### RECORDS FOR THE EXERCISE
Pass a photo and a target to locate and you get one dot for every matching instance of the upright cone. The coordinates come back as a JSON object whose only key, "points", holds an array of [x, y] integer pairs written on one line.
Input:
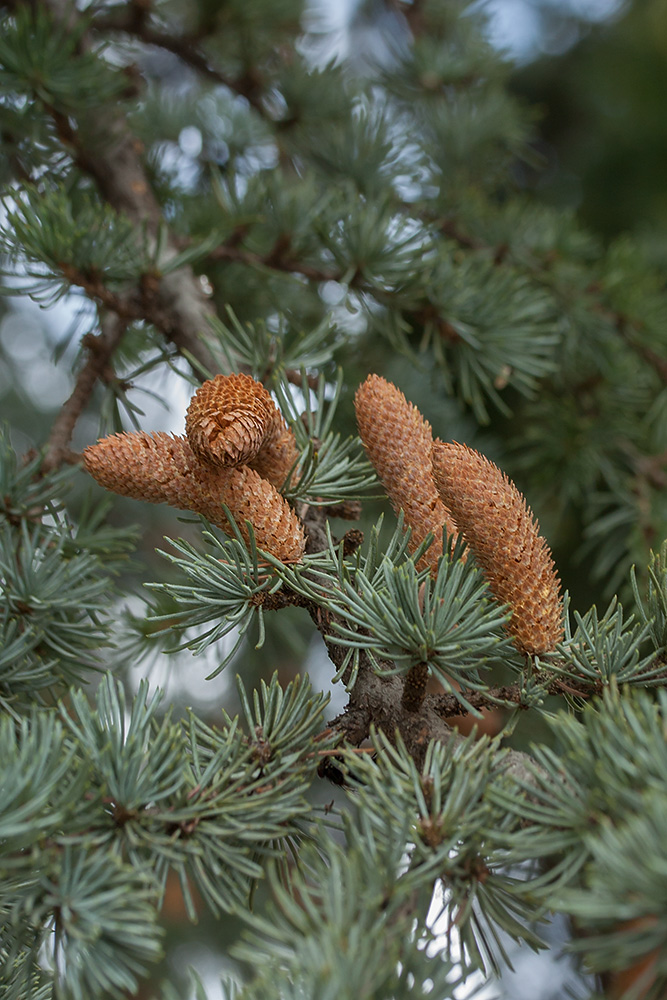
{"points": [[500, 528], [398, 442]]}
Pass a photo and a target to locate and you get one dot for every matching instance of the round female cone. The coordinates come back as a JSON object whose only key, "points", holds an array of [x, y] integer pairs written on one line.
{"points": [[499, 527], [227, 418], [232, 420], [398, 442], [161, 468]]}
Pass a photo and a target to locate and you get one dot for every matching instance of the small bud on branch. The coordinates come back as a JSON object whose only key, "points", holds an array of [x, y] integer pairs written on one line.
{"points": [[161, 468], [232, 420]]}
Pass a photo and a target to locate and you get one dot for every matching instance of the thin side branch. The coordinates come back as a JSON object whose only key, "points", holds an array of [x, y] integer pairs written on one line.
{"points": [[104, 147]]}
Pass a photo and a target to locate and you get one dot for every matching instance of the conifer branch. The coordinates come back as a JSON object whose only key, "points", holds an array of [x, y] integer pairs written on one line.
{"points": [[104, 147], [132, 20], [100, 349]]}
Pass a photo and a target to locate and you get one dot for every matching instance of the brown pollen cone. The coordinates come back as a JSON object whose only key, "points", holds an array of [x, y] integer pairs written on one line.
{"points": [[500, 528], [161, 468], [398, 442], [232, 420]]}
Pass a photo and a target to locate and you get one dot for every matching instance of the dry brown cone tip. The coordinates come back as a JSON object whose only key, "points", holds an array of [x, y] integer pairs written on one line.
{"points": [[161, 468], [232, 420], [398, 442], [500, 528]]}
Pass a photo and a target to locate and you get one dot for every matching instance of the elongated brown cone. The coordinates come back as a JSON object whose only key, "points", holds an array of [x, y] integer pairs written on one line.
{"points": [[398, 442], [232, 420], [161, 468], [500, 528]]}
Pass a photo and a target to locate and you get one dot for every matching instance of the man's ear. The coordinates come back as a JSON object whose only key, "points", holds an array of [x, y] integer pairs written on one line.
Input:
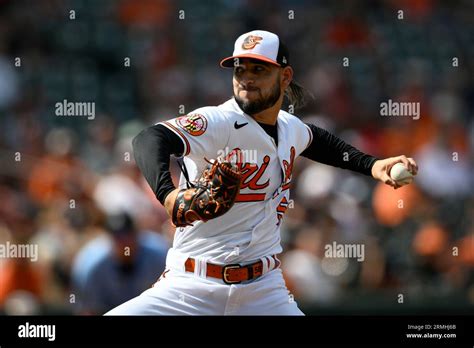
{"points": [[287, 76]]}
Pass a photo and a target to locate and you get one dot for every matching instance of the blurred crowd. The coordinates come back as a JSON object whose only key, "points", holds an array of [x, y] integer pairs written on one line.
{"points": [[70, 185]]}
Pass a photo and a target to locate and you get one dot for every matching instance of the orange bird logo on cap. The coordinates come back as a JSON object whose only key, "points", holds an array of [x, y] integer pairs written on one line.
{"points": [[251, 41]]}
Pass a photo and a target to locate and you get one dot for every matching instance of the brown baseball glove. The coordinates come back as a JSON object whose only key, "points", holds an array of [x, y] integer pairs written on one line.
{"points": [[211, 196]]}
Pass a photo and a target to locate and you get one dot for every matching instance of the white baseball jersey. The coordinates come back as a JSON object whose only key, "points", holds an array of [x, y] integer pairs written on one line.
{"points": [[250, 230]]}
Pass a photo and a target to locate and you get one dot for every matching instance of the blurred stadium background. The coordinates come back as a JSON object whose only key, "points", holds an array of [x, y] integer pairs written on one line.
{"points": [[75, 174]]}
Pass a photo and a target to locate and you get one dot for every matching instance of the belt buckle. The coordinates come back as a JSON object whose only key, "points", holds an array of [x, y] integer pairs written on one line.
{"points": [[225, 275]]}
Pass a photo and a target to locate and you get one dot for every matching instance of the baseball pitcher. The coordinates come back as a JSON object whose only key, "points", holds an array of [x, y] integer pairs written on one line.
{"points": [[237, 163]]}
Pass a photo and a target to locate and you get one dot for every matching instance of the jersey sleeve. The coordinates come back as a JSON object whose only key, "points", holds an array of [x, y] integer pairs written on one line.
{"points": [[304, 137], [204, 132]]}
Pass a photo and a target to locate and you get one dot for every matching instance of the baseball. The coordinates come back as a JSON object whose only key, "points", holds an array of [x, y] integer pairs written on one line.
{"points": [[400, 174]]}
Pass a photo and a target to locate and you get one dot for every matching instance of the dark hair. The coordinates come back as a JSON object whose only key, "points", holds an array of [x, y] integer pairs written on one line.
{"points": [[297, 95]]}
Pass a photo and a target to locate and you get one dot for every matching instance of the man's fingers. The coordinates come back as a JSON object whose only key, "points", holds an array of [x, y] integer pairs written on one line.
{"points": [[389, 181], [413, 165]]}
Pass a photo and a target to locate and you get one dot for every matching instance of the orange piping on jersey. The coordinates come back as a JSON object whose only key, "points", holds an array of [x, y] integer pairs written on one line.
{"points": [[188, 147], [250, 197]]}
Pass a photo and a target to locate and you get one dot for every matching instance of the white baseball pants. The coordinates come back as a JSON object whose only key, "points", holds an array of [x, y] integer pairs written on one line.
{"points": [[183, 293]]}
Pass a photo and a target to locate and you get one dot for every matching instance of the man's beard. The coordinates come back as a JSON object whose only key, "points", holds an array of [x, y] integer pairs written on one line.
{"points": [[262, 103]]}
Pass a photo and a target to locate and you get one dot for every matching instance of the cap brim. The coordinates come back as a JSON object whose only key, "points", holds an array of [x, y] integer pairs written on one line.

### WHAT IS REQUIRED
Omit the pictures, then output the rest of the listing exactly.

### RESULT OF THE EXERCISE
Pass a photo and a target to locate and you get one dot for every matching instance of the upright cone. The coordinates come back as a JSON object whose only key, "points", holds an array of [x, y] integer pairs written on one line.
Input:
{"points": [[500, 528], [398, 442]]}
Pass a photo and a target to locate and you get one dot for every matching instance of the round female cone. The coordinates come back as a JSON object whose only key, "points", holds an array of [x, y] integer pairs written on one line.
{"points": [[499, 527], [227, 418], [232, 420], [398, 442], [161, 468]]}
Pass a photo and a target to locate and you get one dot for every matching instance of the small bud on branch. The coordinates come back as a JSON object whose only key, "points", holds an array of [x, y] integer pairs written on one line.
{"points": [[161, 468], [232, 420]]}
Pass a photo and a target to locate and you get one dot for every matching instance of the thin side branch. The coordinates come back as a JSON object whose only key, "points", holds an array of [x, y] integer pairs written on one line.
{"points": [[104, 147]]}
Pass a photo and a target to locate and you get one dot for every matching instance of the conifer branch. The coordinates come back as a JSON object whose only key, "points", holds an array of [x, y] integer pairs written on one line.
{"points": [[104, 147], [132, 20], [100, 349]]}
Pass a photo and a target to locate and you get one dot for every matching instance of the brown pollen cone. The coordinates come back as a JSON object whose only key, "points", holds an array of [x, y] integer pairs written on one line.
{"points": [[500, 528], [161, 468], [398, 442], [232, 420]]}
Pass a photo and a target to locate and you get one dot for every matching instance of the dry brown cone tip. The coordinates come back as a JSON object whose only key, "points", holds an array of [x, y] integer pairs written on one line.
{"points": [[161, 468], [232, 420], [398, 442], [500, 528]]}
Pass a photo and a target to locate and you get one dot for every matching instance of the elongated brown cone. The coordinates come back as a JSON object whose only key, "points", holds an array of [x, y] integer pairs written on one line.
{"points": [[398, 442], [232, 420], [161, 468], [500, 528]]}
Pass a photo and a target to locate and you get one dot for every matching instance of the man's ear. The coordinates come back as a JSON object whose only key, "points", holds an array of [x, y] integer pairs written on one line.
Input:
{"points": [[287, 76]]}
Pass a photo and a target to locate and you get one dot for every matching instance of the blurred crowd. The coordinates come back as a JSON object whose only key, "points", holds an array of [x, y] integer pairs written on one line.
{"points": [[70, 185]]}
Pass a photo and a target to locate and you get one dot for every matching instance of the orange bird logo on cap. The coordinates come back as a JSON object whose only key, "points", holds an array of [x, y] integer pairs written on one line.
{"points": [[251, 41]]}
Pass a photo and a target to locate and you get one dot for every matching instance of the brown baseball glove. The coordinates come back as a JSON object whose only key, "points", holds an array of [x, y] integer pairs written on one line.
{"points": [[211, 196]]}
Pass a photo and a target to locate and you get one dot for every matching instance of the white baseball jersey. The coordinates come back as a JSON object whose only key, "points", holds an array of [x, y] integer pairs written on one line.
{"points": [[250, 230]]}
Pass a photo and a target to locate and you get one dot for every matching instance of the blurred stadium background. The coordinates come back as a JSON object whose only key, "points", holds an array of [x, y] integer pairs written on one line.
{"points": [[75, 174]]}
Pass a photo and a target to locate and you get one dot for every matching instance of the belt buckle. The coordinates come back as a JSON object whose only key, "points", holds an array of [x, y] integer pairs written on one line.
{"points": [[225, 275]]}
Pass a photo and a target to locate and you get one dot for every matching instance of the baseball pitcher. The coordinates come back as a JSON object whose only key, "points", holds an array of [x, y] integer pairs written on one line.
{"points": [[237, 163]]}
Pass a photo and a target to locate and you get one dot for every matching instance of the jersey sleeve. The coordinates come back as a JSON object whose only key, "points", holds an array of [x, y] integer pairs written on one line.
{"points": [[304, 137], [204, 132]]}
Pass a photo and a target to locate and you get one dot for every matching instance of the baseball. The coordinates come back as a JSON object whose only key, "points", holds an array of [x, y] integer pairs written on one line.
{"points": [[400, 174]]}
Pass a photo and a target to locate and you get one dot for every matching instance of the dark hair. The coordinates come back as a JSON object whose only key, "points", holds an array of [x, y] integer pairs written on one line.
{"points": [[297, 95]]}
Pass a photo and a target to locate and you get one dot for every matching instance of the man's fingers. The coordinates come back as a JSON object whose only key, "points", holds an array of [x, y] integer pairs written on one line.
{"points": [[389, 181], [413, 165]]}
Pass a photo and a target to locate and you get one dot for every matching instance of the orange piping on jersey. The coordinates come back as a JSON object whose only key, "points", holds an array of [x, y] integer pairs written on one line.
{"points": [[188, 147], [250, 197]]}
Pass a photo and a target to locate and you get one dot for every matching instance of the white baseball pants. The coordinates come back as a JSON object whose only key, "points", holds an array of [x, y] integer pairs written on one line.
{"points": [[183, 293]]}
Pass a photo and a target to locate and you get one dot for every matching instance of the man's beard. The coordinates come back as a JSON object whose only key, "points", holds an array of [x, y] integer pairs written on one line.
{"points": [[262, 103]]}
Pass a photo and a target to locate and you get one dot for every matching instance of the cap brim. The coordinates come back as a JSON object whose only key, "points", holds an array of [x, y] integer pairs written on one line.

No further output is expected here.